• Brief: Supply the next part of the comments on the 1940 "Star Dust" recording by Sinatra and Dorsey, picking up after their final sentence.

• Selected extract:

>> START

I found these comments on "Star Dust" by a user named Bernhard on the sinatrafamily.com bulletin board (link):
"The record [Victor 27233] entered the Billboard Charts on December 27, 1940 (reached #7).
Sinatra and Dorsey recorded the song (which has music by Hoagy Carmichael, and words by Mitchell Parish, and was first published in 1927) on November 11, 1940. Since they were appearing in concert there at the time, this studio session took place at the Hollywood Palladium Theatre (6215 Sunset Blvd). The arrangement ... was supplied by Sy Oliver (with whom FS would later in 1961 record the "I Remember Tommy" album on Reprise).
The orchestra personnel for the 11-11-40 recording as featured on that single is as follows:
Chuck Peterson, Ray Linn, Ziggy Elman (trumpet); Tommy Dorsey, George Arus, Les Jenkins, Lowell Martin (trombone); Fred Stulce, Heinie Beau (alto sax); Don Lodice, Paul Mason (tenor sax); Johnny Mince (clarinet & alto sax); Clark Yocum (guitar); Sid Weiss (bass); Joe Bushkin (piano); Buddy Rich (drums); Frank Sinatra (vocal); The Pied Pipers: Jo Stafford, Clark Yocum, Chuck Lowry, John Huddleston (vocal)."

>> END

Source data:
>> START

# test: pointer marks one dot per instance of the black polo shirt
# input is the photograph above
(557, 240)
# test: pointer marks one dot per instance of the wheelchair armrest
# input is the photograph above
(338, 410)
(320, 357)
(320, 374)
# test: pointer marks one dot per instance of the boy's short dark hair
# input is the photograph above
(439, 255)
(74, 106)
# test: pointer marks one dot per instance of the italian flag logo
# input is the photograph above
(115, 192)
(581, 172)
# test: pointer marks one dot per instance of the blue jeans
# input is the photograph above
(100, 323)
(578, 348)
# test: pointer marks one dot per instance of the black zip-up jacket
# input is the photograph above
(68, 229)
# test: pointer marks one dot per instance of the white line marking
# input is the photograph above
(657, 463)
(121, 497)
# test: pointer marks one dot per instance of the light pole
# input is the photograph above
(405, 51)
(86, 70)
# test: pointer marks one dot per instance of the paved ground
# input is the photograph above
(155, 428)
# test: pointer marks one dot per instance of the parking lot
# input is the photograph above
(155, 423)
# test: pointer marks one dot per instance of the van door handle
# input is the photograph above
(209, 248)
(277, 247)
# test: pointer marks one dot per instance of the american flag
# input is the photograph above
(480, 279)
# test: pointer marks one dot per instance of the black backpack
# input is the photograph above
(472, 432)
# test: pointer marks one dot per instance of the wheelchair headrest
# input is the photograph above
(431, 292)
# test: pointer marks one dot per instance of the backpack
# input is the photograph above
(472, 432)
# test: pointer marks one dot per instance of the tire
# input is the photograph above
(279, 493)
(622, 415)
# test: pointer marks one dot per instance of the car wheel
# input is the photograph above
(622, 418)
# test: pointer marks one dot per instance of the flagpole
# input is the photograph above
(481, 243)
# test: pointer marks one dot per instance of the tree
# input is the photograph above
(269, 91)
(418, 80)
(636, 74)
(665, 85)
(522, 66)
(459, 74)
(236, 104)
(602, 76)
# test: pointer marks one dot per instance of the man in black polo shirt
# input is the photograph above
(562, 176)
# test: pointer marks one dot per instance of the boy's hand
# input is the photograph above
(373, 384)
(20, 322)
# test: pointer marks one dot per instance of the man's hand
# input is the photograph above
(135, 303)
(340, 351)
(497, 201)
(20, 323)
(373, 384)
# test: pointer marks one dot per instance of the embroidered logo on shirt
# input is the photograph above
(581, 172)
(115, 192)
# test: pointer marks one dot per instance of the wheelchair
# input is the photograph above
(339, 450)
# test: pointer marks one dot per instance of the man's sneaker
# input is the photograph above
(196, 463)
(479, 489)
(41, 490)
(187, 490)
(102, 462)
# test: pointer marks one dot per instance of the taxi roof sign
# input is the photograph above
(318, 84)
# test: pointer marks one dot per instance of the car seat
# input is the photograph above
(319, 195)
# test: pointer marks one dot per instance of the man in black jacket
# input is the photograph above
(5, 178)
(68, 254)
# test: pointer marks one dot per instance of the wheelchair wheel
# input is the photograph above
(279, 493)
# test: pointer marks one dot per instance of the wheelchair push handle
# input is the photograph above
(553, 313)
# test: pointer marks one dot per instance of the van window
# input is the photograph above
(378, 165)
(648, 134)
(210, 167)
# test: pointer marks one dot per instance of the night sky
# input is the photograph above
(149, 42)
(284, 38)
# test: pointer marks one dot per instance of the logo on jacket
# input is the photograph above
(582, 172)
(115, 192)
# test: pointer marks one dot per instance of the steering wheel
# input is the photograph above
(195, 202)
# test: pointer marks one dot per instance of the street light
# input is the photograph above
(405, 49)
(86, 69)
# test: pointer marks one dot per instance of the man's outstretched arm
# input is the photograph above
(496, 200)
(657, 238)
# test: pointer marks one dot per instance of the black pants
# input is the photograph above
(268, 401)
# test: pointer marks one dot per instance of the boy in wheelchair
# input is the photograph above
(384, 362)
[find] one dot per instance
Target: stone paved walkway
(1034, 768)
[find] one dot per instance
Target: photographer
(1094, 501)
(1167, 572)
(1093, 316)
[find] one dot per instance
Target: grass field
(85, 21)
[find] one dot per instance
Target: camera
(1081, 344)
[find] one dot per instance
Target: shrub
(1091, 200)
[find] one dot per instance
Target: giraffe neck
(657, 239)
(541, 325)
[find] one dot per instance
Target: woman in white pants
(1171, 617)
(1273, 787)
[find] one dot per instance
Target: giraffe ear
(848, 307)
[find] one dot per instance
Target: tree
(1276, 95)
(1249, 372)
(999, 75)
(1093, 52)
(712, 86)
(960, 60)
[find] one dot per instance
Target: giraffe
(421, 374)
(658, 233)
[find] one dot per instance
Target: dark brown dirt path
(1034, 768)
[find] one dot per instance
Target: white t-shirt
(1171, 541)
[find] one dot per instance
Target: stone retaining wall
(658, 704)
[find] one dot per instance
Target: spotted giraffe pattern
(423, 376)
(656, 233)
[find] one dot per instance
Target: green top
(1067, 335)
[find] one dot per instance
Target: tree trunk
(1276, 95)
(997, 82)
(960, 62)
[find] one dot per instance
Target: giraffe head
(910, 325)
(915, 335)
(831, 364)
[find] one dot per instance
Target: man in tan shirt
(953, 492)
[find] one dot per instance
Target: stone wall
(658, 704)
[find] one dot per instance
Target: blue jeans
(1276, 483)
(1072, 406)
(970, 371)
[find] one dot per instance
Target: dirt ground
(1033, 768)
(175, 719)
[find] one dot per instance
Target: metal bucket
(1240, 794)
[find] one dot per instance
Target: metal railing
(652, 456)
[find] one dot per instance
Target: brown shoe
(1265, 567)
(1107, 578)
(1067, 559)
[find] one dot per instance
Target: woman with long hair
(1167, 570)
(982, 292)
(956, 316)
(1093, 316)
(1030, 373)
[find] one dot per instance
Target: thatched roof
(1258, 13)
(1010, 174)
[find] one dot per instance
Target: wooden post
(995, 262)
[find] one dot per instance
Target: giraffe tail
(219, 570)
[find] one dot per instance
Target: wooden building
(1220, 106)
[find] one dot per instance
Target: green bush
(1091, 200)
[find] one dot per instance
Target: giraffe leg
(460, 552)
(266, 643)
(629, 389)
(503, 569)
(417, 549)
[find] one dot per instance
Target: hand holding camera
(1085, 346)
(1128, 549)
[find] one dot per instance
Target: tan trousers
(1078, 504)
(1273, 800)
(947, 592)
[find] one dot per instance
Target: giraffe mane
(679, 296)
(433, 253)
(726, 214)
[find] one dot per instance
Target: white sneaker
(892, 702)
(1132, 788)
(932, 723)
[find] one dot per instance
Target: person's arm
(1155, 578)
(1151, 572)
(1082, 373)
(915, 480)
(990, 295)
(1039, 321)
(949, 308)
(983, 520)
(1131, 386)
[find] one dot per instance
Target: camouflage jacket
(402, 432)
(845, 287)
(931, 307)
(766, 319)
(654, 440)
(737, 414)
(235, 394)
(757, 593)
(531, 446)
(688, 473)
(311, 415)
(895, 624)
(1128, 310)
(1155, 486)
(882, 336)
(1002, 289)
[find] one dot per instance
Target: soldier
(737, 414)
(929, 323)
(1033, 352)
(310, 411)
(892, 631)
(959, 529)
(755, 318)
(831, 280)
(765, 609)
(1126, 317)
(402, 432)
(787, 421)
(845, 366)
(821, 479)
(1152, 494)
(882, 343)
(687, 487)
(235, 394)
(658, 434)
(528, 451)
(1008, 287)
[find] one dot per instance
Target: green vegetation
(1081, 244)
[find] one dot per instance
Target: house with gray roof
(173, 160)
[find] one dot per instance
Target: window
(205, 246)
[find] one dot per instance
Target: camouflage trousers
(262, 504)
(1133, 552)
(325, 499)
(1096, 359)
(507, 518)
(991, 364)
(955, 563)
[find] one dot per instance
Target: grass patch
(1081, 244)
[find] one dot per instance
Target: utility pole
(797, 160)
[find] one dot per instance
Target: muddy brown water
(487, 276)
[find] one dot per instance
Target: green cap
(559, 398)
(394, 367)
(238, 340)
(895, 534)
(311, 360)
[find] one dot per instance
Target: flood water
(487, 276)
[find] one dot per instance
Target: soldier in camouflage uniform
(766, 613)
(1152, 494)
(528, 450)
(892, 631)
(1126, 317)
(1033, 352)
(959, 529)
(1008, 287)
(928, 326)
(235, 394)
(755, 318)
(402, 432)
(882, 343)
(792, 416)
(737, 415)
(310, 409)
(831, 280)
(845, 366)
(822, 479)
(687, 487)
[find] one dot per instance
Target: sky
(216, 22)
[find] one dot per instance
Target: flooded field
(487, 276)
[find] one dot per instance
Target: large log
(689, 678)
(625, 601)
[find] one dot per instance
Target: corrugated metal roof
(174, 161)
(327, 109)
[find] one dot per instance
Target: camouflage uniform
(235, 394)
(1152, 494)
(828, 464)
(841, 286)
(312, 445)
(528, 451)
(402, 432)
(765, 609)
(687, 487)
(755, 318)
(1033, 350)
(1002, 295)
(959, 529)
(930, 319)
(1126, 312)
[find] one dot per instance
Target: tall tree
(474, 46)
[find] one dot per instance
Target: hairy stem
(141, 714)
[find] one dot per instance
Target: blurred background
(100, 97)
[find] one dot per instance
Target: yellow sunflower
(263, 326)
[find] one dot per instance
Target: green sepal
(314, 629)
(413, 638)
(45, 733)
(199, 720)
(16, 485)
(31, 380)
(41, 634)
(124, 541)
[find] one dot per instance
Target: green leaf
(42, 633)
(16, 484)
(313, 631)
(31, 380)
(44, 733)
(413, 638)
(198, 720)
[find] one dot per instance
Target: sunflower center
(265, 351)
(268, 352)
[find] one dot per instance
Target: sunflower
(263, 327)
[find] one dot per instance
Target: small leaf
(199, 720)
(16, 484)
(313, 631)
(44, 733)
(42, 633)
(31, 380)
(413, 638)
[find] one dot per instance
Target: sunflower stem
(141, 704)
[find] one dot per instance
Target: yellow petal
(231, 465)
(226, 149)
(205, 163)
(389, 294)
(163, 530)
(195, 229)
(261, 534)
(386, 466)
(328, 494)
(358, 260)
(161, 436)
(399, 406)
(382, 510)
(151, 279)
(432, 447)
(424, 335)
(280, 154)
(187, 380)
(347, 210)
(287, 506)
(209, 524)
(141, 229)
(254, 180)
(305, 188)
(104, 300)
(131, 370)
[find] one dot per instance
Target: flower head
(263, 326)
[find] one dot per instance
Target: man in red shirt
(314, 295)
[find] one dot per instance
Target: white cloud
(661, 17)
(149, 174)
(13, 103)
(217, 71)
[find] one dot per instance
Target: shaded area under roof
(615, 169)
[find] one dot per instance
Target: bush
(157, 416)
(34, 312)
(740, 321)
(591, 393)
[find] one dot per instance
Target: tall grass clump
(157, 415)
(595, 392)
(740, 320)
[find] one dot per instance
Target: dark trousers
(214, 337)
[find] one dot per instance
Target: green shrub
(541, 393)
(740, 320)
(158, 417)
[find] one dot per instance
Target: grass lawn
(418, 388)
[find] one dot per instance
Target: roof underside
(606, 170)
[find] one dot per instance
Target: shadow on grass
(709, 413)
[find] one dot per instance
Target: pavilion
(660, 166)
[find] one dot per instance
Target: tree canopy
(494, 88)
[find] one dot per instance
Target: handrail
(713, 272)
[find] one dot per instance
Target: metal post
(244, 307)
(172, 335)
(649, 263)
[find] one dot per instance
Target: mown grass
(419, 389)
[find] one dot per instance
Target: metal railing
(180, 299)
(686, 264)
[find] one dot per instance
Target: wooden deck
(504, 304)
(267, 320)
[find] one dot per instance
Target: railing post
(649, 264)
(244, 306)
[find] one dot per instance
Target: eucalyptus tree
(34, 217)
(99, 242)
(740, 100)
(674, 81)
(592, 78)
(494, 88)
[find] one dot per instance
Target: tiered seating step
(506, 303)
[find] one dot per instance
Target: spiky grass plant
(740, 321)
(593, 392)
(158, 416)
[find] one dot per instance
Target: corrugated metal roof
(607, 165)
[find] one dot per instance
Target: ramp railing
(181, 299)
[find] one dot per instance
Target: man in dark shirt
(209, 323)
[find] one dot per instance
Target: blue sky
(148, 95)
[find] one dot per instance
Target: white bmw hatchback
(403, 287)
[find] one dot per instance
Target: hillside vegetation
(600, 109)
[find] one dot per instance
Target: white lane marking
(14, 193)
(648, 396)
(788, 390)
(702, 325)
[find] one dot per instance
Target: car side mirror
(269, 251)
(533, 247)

>> END

• Task response:
An anonymous Guest added:
"While that is the complete personnel for the session—during which another song ("Not So Long Ago") was also recorded—not all of these played on "Star Dust." An actual listening reveals there is no brass, other than a Tommy Dorsey trombone solo interlude, and probably not the full complement of saxophones. Most of the song consists of Frank Sinatra's vocal, accompanied by a piano-guitar-bass-drums rhythm section and the Pied Pipers. Joe Bushkin plays celeste in the intro and ending. Jo Stafford does a wonderful short solo vocal ("Ah, but that was long ago, and now my consolation is in the stardust of a song.")"
@SeberHusky
Here's another incorrect release date added by you via the Add Missing Info and the Make Correction tools respectively. As already said in the Record Notes, the B-side was recorded on October 16, 1940 and the A-side was recorded on November 11, 1940. Thus the release date of "11 Nov 1940" can by no means be right. At best, deduced from the recording dates on http://www.78discography.com/vic27000.html, we can guess that Victor 27233 was probably released in December 1940.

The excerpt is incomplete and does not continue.